[Start of DOCUMENT EXCERPT]
IS THIS the year the historical dominance of the BFNL’s Betty Thompson Medal by midcourters and defenders ends?

Only time will tell as the league prepares to honour its fairest and best A-grade netballer this Sunday night at its annual awards night at the Bendigo Club.

Amid a quality crop of class midcourters, led by Kangaroo Flat’s two-time winner Chelsea Sartori, her Roos teammate Ash Ryan and Sandhurst’s young gun Shae Clifford, and brilliant defenders, Kangaroo Flat’s former Melbourne Vixens sharpshooter Ruby Barkmeyer and South Bendigo powerhouse Gabe Richards will start among the favourites.

But history will be against Barkmeyer and Richards, and the likes of Sandhurst’s four-time premiership star Bec Smith (the only goaler in the top 10 of last year’s voting) and young guns Torie Skrijel (Gisborne), Chloe Langley (Eaglehawk) and Mia McCrann-Peters (Golden Square), all proven vote getters in this and other competitions.

It has been 19 years since a permanent goal shooter last won the BFNL’s top individual netball award.

The last one was Kangaroo Flat’s Joanne Brown, who won the medal in 2006.

Back-to-back wins in 2023 and ’24 by Sartori continued a long tradition of midcourters claiming the prize.

Only Maryborough’s Krystal Doherty (2008 joint winner) and Alisha Chadwick (2010), Meg Gilbert (2014 joint winner), and two-time winners Heather Oliver (2015 and ’17) and Maddy Stewart (2018 and ’22) have bucked that trend as defenders since Brown’s triumph.

Far more surprisingly, the honour roll includes very few goalers across the league’s 35-year history.

It’s perhaps ironic that the first recipient of the league’s best and fairest award, Northern United’s Irene Kline, who won it when it was called the Fulton Medal (it was renamed the Betty Thompson Medal in 1997), was a goal shooter.

But in a sign of things to come, seven of the next nine medal counts were won by midcourters, including dual winners Carol Sing and Rose Gallagher (nee Walgers).

Sandhurst’s Kay Walsh (1996) and Eaglehawk’s Genevieve Slater (1998) flew the flag for the defenders during the league’s first decade.

In between Kline’s inaugural win and Brown’s 2006 victory, ‘The Betty’ just twice went the way of goalers.

Kangaroo Flat’s Michelle Atherton broke a 10-year drought for the goalers in 2001, while Maryborough’s Alicia Cassidy – the league’s games record holder – won it as a goaler in 2005, sharing the honour with Castlemaine’s Georgia Wills.

Like many of her league medal-winning peers, Cassidy is equally remembered for her performances in another part of the court, in her case as a force in the midcourt.
[End of DOCUMENT EXCERPT]
• **SHORT EXERCISE A**: In the listing, copy out everything from the line containing "carved headdress, each" down to the line containing "Target: blue seat back", both lines included. Leave the pictures out.
The netball article and the listing are unrelated to each other.
[Start of RECORD SET]
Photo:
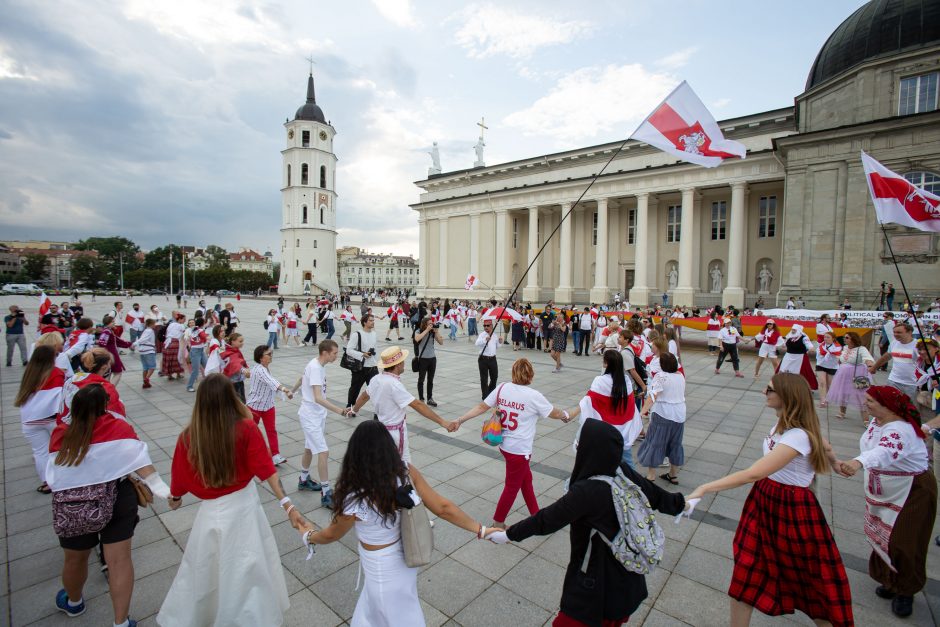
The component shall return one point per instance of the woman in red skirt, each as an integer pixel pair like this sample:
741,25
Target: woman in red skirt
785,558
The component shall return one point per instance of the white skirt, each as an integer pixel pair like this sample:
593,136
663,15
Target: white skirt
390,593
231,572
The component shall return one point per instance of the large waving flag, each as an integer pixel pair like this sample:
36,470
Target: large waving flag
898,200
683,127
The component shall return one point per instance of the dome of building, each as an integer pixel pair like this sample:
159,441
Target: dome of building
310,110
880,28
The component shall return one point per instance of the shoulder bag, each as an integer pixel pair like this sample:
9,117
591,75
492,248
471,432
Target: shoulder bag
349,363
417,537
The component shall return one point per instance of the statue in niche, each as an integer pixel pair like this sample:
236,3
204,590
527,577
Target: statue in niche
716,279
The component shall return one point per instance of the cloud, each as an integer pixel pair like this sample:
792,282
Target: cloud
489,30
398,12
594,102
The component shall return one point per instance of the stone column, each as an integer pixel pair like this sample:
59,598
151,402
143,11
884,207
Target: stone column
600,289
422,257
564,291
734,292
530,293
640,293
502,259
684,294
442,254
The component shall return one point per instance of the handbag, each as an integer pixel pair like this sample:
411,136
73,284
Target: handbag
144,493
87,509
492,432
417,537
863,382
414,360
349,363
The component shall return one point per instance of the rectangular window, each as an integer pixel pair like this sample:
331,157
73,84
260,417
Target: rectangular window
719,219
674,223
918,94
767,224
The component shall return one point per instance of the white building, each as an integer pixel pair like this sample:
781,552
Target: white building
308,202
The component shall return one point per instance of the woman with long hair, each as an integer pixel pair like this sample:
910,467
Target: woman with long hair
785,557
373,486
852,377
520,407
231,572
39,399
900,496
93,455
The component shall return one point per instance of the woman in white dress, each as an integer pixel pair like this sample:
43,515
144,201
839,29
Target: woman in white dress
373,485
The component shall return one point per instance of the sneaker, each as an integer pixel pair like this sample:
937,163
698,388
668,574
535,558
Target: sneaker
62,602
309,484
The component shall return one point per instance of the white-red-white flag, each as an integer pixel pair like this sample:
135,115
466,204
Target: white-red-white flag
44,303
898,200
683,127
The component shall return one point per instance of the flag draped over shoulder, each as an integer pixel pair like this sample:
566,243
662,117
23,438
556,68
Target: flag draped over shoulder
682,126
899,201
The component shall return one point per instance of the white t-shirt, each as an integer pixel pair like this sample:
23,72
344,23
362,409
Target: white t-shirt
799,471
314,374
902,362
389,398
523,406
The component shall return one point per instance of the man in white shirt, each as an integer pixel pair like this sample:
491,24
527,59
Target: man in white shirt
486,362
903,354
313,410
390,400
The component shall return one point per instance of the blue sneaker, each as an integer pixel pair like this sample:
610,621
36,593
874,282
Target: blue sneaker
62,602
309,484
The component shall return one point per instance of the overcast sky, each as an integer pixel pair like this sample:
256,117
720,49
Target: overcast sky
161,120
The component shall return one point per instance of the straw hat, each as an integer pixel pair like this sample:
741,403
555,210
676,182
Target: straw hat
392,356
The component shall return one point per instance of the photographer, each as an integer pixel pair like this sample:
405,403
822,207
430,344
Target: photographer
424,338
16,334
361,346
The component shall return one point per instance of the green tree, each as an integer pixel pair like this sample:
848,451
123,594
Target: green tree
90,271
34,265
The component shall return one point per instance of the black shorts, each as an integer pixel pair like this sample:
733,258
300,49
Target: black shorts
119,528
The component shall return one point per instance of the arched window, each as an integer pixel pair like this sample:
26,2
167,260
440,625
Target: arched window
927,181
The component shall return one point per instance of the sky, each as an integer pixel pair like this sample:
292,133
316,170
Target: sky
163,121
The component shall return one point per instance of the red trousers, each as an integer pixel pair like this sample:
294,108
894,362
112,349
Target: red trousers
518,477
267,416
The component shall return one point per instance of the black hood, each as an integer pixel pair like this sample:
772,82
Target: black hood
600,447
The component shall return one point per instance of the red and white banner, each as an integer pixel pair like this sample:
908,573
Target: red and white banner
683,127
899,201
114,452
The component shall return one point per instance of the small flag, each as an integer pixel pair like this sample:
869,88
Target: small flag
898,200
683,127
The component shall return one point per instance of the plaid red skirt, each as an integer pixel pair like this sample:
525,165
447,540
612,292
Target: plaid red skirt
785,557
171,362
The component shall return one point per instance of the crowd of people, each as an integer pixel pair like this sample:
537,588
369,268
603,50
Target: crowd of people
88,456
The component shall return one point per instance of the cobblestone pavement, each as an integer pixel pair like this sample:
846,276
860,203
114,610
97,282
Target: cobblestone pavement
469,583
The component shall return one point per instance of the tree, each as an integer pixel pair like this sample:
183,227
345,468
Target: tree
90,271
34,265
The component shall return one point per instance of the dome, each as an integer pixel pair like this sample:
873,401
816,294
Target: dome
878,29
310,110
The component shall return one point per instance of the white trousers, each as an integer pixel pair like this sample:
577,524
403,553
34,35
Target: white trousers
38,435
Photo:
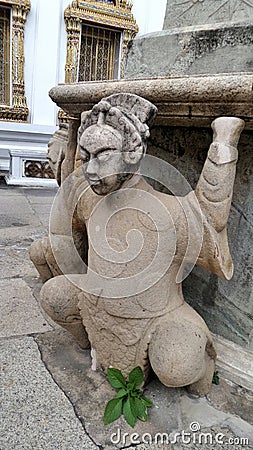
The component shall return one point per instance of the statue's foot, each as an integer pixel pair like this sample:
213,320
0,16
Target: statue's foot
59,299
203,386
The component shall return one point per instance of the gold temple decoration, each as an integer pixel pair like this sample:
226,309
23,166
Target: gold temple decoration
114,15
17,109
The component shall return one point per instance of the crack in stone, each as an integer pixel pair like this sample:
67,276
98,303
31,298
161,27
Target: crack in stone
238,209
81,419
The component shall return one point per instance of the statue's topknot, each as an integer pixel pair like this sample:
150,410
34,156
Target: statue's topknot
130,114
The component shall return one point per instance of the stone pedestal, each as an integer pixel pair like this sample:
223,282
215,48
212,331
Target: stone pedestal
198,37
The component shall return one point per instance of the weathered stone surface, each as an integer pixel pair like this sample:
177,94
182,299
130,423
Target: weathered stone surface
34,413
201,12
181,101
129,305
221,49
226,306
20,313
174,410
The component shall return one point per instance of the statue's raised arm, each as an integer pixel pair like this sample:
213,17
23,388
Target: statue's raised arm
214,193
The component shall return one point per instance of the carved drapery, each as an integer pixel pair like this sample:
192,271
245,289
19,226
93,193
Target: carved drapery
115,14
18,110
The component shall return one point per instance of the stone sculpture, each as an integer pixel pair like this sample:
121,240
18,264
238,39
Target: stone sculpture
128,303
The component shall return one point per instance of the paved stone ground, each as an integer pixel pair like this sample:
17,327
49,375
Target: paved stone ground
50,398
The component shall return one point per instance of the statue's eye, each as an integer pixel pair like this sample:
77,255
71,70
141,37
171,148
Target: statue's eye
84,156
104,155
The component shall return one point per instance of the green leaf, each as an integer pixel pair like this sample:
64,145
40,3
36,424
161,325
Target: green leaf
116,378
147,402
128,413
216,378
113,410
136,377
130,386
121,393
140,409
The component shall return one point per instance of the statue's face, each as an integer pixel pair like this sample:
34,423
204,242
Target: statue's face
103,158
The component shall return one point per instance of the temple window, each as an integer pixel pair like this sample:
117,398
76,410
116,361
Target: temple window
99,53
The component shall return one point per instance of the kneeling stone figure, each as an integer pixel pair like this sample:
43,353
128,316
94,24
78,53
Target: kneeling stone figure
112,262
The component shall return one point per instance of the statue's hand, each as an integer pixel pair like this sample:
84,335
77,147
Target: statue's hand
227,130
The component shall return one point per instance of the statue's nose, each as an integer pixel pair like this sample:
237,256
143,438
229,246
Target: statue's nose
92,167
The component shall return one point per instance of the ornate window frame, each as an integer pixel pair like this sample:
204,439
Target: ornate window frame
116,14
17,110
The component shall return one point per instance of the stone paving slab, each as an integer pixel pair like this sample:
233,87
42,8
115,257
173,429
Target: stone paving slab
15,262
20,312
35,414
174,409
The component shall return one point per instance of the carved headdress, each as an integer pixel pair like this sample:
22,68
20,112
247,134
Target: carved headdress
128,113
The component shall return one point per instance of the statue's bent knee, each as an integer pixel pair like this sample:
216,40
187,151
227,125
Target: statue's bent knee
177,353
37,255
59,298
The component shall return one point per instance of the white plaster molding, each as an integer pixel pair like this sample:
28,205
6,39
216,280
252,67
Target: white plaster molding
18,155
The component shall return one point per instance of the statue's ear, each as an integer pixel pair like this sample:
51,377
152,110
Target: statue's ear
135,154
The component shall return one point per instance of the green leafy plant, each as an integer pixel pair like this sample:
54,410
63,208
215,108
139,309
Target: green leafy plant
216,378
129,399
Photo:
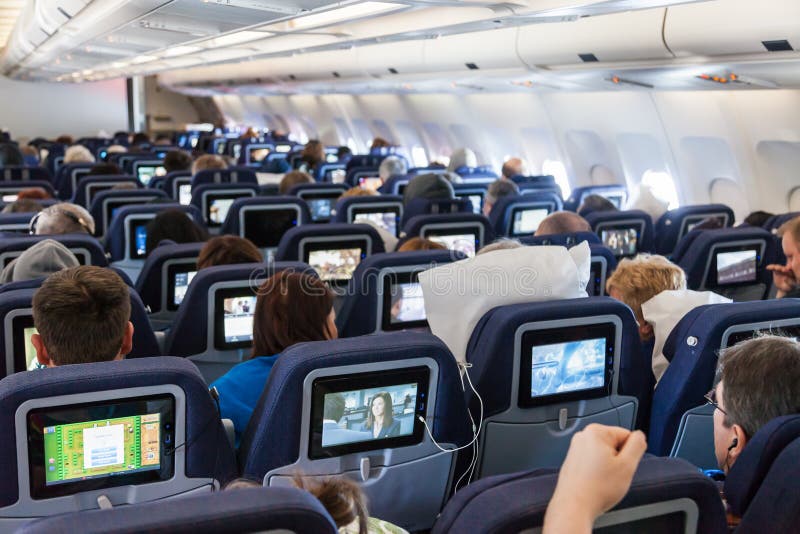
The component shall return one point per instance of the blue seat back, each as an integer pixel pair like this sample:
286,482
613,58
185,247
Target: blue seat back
[End of RECORD SET]
[Start of RECORD SET]
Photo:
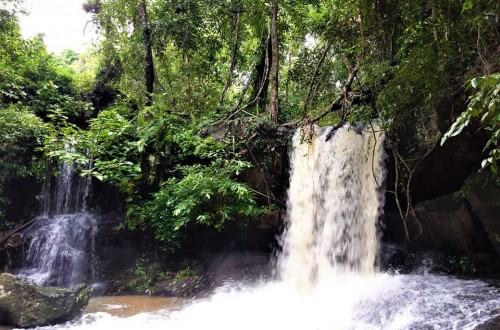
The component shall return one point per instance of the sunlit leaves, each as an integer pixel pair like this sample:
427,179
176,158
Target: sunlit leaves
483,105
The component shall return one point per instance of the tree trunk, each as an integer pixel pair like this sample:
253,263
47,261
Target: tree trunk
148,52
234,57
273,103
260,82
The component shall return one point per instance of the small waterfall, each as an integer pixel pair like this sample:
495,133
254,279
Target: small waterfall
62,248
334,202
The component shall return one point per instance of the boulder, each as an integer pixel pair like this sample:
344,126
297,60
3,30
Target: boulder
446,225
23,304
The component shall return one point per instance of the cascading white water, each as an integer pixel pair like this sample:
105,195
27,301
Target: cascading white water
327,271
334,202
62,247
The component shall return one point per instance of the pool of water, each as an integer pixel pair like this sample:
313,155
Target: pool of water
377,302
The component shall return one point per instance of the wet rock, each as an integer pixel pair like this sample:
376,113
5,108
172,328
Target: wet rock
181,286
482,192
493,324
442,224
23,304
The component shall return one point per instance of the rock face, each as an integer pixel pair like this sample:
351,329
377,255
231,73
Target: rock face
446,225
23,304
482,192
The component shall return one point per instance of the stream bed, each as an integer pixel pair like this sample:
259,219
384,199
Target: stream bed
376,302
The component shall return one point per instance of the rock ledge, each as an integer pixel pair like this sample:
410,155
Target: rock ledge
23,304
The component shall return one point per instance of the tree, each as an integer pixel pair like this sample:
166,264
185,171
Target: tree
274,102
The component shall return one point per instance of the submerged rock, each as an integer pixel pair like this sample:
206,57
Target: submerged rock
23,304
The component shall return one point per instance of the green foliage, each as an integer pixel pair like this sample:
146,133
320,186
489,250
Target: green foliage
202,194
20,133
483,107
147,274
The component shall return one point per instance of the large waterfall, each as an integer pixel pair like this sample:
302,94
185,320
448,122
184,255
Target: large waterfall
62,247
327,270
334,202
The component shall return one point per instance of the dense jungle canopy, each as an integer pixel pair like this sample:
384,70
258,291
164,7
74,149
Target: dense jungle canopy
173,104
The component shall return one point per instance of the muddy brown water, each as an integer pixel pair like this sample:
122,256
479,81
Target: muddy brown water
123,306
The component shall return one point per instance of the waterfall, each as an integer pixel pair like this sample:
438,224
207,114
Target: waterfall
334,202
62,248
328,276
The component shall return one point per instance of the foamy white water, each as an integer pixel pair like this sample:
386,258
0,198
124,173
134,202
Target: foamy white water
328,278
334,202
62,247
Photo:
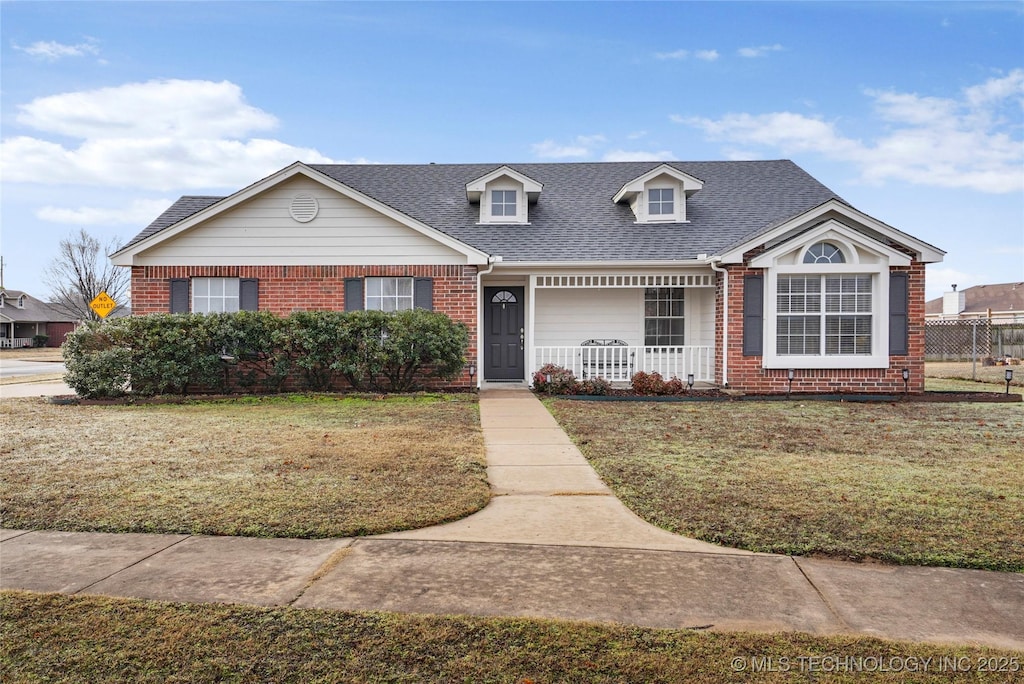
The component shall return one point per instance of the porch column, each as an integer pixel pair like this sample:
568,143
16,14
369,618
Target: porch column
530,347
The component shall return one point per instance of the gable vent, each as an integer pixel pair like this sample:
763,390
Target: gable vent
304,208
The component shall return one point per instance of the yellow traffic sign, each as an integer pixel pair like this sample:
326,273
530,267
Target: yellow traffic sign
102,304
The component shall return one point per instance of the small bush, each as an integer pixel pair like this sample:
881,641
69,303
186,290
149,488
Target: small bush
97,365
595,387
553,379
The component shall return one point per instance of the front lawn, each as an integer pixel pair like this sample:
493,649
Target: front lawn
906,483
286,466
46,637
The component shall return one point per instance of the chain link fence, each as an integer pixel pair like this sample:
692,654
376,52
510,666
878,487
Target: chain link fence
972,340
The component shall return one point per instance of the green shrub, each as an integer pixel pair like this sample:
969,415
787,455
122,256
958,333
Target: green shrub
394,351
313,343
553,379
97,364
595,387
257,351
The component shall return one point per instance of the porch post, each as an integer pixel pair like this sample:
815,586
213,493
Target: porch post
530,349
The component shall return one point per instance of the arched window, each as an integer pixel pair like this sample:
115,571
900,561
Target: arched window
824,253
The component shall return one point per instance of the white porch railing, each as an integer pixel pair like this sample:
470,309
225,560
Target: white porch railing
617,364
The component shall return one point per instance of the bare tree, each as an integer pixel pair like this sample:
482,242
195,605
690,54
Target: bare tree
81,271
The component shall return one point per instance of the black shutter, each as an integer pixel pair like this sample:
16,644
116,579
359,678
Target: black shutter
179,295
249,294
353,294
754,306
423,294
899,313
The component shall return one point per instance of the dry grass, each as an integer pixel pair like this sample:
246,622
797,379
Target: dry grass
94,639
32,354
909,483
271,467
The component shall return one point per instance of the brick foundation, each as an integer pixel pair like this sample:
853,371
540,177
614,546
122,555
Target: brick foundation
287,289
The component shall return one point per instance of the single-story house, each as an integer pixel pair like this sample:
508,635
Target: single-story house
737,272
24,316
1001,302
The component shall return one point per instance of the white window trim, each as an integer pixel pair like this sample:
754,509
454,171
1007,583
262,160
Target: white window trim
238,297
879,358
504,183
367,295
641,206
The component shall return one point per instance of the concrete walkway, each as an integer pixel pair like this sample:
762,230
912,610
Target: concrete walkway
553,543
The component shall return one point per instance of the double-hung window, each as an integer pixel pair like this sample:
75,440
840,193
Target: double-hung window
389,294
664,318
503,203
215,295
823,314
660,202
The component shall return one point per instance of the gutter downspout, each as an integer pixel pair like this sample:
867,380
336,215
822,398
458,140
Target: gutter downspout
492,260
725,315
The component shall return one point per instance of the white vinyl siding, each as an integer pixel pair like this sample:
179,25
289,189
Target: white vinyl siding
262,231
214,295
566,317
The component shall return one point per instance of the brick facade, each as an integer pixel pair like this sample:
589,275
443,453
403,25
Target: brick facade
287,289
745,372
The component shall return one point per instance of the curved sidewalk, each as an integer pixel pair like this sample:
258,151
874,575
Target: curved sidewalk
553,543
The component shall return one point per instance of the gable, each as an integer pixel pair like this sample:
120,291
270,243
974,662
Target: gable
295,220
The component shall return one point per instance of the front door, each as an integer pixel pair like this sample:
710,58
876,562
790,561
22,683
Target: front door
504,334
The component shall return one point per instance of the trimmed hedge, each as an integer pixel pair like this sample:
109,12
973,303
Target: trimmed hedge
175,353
[End of RECORD SET]
• **SHORT EXERCISE B**: Decide whether each statement agrees with the netball article, answering yes or no and quoting the deciding words: (i) The award was once called the Fulton Medal. (ii) Joanne Brown won the medal in 2008. (iii) Alicia Cassidy shared the 2005 honour with Georgia Wills.

• **FINAL ANSWER A**:
The component shall return one point per instance of the carved headdress, each as an integer pixel pair like this sample:
22,68
20,112
247,134
Target: carved headdress
128,113
The component shall return one point per instance of the statue's bent knee, each as an integer pixel pair like this sample:
216,40
187,151
227,125
Target: statue's bent knee
177,353
37,255
59,298
The component shall return one point per instance of the white plaster molding, each as an integer pixel pair like this sample:
28,205
6,39
216,280
252,67
Target: white plaster molding
18,155
The component shall return one point per instance of the statue's ear, each as an integer pixel pair like this sample:
51,377
152,110
Target: statue's ear
135,154
The component shall return one point per instance of the green leafy plant, each as an integer pixel pair like this sample:
54,410
63,208
215,108
139,309
Target: green leafy plant
216,378
129,399
Photo:
The component shall return one point per instance of the blue seat back, each as an integer pixel pair like this sample:
286,482
613,58
185,247
Target: blue seat back

• **FINAL ANSWER B**:
(i) Yes: "who won it when it was called the Fulton Medal (it was renamed the Betty Thompson Medal in 1997)"
(ii) No: "who won the medal in 2006"
(iii) Yes: "sharing the honour with Castlemaine’s Georgia Wills"